Region pointing data
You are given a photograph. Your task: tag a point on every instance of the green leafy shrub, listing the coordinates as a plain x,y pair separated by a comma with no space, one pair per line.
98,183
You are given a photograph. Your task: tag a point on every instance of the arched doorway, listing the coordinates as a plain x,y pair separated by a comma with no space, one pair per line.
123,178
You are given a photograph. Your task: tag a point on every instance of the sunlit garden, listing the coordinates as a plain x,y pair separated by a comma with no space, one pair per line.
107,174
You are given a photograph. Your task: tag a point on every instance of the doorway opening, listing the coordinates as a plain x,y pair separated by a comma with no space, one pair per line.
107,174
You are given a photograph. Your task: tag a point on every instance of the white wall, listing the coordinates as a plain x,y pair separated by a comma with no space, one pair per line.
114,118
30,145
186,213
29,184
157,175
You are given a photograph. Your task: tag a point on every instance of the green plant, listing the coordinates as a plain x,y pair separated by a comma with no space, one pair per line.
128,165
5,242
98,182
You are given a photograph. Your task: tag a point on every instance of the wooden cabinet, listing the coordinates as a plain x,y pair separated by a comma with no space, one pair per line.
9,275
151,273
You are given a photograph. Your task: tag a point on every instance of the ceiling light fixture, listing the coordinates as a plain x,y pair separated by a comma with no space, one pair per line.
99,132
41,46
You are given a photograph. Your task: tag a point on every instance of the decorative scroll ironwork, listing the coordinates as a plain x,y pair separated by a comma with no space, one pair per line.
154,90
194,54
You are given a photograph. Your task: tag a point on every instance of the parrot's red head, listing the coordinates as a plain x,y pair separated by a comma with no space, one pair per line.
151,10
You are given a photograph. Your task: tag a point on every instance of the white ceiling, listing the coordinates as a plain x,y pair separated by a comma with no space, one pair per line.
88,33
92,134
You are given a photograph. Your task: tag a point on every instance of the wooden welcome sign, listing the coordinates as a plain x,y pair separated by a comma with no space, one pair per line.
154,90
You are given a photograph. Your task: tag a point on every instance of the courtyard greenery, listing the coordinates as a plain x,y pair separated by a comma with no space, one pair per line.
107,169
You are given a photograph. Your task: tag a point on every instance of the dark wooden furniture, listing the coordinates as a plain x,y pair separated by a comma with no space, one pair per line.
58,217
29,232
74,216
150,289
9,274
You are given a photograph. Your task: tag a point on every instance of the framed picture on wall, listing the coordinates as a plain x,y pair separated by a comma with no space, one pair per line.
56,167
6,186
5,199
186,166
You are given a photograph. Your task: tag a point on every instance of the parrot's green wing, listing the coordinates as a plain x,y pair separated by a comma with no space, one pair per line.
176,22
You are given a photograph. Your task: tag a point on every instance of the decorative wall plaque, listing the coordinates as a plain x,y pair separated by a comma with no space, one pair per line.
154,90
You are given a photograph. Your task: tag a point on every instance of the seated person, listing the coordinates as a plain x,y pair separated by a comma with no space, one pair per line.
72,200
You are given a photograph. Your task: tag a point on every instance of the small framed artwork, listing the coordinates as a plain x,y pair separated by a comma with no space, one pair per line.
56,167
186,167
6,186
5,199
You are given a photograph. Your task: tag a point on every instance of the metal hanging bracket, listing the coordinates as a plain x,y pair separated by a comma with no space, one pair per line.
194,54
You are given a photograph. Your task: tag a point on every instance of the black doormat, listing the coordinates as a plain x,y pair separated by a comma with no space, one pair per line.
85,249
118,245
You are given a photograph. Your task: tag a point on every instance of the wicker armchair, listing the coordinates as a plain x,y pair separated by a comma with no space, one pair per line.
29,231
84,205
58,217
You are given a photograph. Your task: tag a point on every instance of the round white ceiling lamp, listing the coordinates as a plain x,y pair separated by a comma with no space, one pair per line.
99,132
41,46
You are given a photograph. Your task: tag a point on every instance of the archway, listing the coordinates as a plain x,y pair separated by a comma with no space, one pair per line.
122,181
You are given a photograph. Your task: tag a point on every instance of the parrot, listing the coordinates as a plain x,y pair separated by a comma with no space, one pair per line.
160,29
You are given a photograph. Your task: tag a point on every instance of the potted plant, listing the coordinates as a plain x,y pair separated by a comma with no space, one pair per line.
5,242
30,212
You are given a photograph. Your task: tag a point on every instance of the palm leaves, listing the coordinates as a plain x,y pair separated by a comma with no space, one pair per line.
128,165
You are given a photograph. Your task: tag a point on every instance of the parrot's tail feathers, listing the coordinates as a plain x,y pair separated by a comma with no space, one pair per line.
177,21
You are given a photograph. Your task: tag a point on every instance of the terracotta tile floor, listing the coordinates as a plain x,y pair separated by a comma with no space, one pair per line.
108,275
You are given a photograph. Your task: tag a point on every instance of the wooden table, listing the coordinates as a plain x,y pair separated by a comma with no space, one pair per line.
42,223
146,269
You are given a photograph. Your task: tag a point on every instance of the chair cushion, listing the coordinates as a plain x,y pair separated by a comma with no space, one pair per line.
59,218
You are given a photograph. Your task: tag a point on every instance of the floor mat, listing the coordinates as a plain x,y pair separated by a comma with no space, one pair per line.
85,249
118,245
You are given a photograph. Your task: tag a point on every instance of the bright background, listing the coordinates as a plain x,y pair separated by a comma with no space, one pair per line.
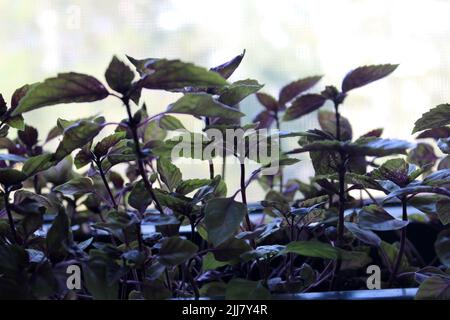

§ TASK DESCRIPTION
None of the pictures should appear; repeat the records exactly otherwise.

§ SOLUTION TO THIS EXERCISE
You are given a photograph. Your task: tag a point on every instance of the green leafy shrub, listing the coordinates as a plain x,y pair separated by a comma with no space, one pair per line.
98,183
You are given a photograph. Your task: tag a point on every instance of the arched doorway, listing the coordinates as a plain x,y pair separated by a comma with no space, one pair per line.
123,178
You are given a photograph. Your task: tag a point on every instance of the sunlit garden, listing the coordinates as a plain x,y pair separated by a comma with no space, one pair per line.
107,174
You are given a photograph. Your task: tag a point on every instance of the doorway opening, listing the coordinates as a plain x,y pair separated by a comma with no space, one pair per line.
107,174
You are given a photograph. Your task: tag a point on every instance of the white wall, listing the coordinates as a plain x,y pair separated by a comma with no space, one pair per line.
114,118
30,145
186,213
29,184
157,175
You are given a photograph. Your task: tag a point on every instance of the green plant, listing the coordinates as a plain x,y pair separated by a comma with no space, one pair per line.
128,165
5,242
98,182
You are given a photograph. Your task: tag a point on every instance of the wooden cabinet, listing the coordinates as a plain x,y pair separated by a comma with no space, one pair per line.
9,275
151,273
You are given a photograph. Your task: tag a point on every instance of the ceiling light fixture, listing the coordinates as a plain x,y pair separated by a comma with no space, one pair per line.
99,132
41,46
You are given a photograph. Your task: tag a point on every instance of the decorative scroll ironwork, listing the coordinates as a plain x,y pair separated by a comma with no space, one pair per line.
154,90
194,54
You are given a photograph. Your task: tag a point on every instance of the parrot's red head, listing the coordinates as a plain x,y pair separated by a comma with no space, one pair per line.
151,10
You are given a photograph. Your task: tag a point on every instance of the white ceiling, listing the coordinates as a plain x,y pair separated by a comma with no space, one pair per line.
88,33
92,134
You are given a photograph. Your task: tag a point on every instance of the wooden welcome sign, listing the coordinates as a plain x,y pair separated by a comma with no space, one pair per line.
154,90
You are given a photograph. Your task: tag a point on every instance of the courtyard greenery, listing the coordinates as a plain x,y pair separated by a comma with no space, one pair per line.
107,169
You are given a photograph. Your task: tag a point on every instance of the dark wooden furniture, listing the coordinates as a plain x,y pair separated by a comma with no space, one pair per line.
58,217
29,232
74,216
150,289
9,274
You are given a photograph. Your task: tag a point on every instance of the framed picture on wall, listing the coordinates as a plain x,y pair separated by a comma with no space, one pair per line.
56,167
6,186
5,199
186,166
You are given a photograph. Your task: tag a point on every instance of the parrot's green wing, listing the coordinates as a plain x,y pair separated by a comma with no space, one pair per line.
176,22
You are given a photograph. Your task: tag a point on every instance of the decorative wall plaque, listing the coordinates as a plain x,y pair separated by a comma with no space, one pair per line.
154,90
You are given a photograph. Your task: tag a point on every instance of the seated person, listing the coordinates as a plain x,y pair separated by a comma with no space, one pair per line.
72,200
You are given a photograph. Your task: tag a point on every instance of the small framed artwork, listing the coordinates as a plain x,y pair separated by a comma with no space, one pair per line.
56,167
186,167
6,186
5,199
You are given a photograph. Your task: tag a point on every instance of the metal hanging bracket, listing the coordinates as a plain x,y pair separated by a comma with no space, one pair per line.
194,54
You are given a photograph. Your task: tag a point on every instance of the black doormat, listing the coordinates as a plain x,y pair separated by a comma with no space, one pair per line.
85,249
118,245
You are given a photograph. Your task: tag a point on every instance of the wicker armchair, listing the coordinates as a plain x,y pair separated by a comma with no space, one pair per line.
29,231
84,205
58,217
You are given a photograph. Your task: tag a point on every instance of the round white ceiling lamp, listing the coordinates as a plain x,y pair separated by a comma with no space, one pair per line.
99,132
41,46
You are given a photograph. Your task: tag a point on every instance of the archway, listing the coordinates as a plain x,y pair separated by a comma with no space, one pair per line.
122,181
You are given a photograph. Your task: tag a point on every instance of the parrot, listing the coordinates as a plain x,y pair separated by a comma with no space, one pair per line.
160,29
You are given a photograph. Your task: tag a point on every instance of the potted plant, listing the coordinates as a plain x,y pair separated by a comma with no space, one pair per line.
5,242
30,212
You are given a photograph. Your task: tag a point on every instance of the palm leaves, listing the coordinates as a plain x,y pair separated by a comma with no space, one pair per line.
128,165
You are given a photograph. Your task: tag a point on every instance of the parrot's tail feathers, listing the coordinates as a plain x,y pair separated by a comma with no space, one pair per line.
177,21
You are given a photograph. Your task: tag a point on every instance of the terracotta tile floor, listing the coordinates as a plain x,y pair separated by a comma with no space, one pair per line.
108,275
You are given a photograph. Your task: tag a point on every instance of the wooden table, listing the coordinates as a plain x,y pair separated by a comma with no space, one pair per line.
42,223
146,269
You are given a photograph. Your task: tag a point on every instance of the chair cushion, listing the coordinates as a plain x,y pair separated by a comma with no space, one pair per line.
59,218
You are given a photograph. Your task: tag a point on every instance of the floor mat, listing the coordinates as a plain x,y pair separated by a comma with no space, one pair per line.
85,249
118,245
You are given a photograph. Your task: tag a point on every instance of the bright background, listing the coordinates as a plain x,y pair separated by a comma with no space, one pair per line.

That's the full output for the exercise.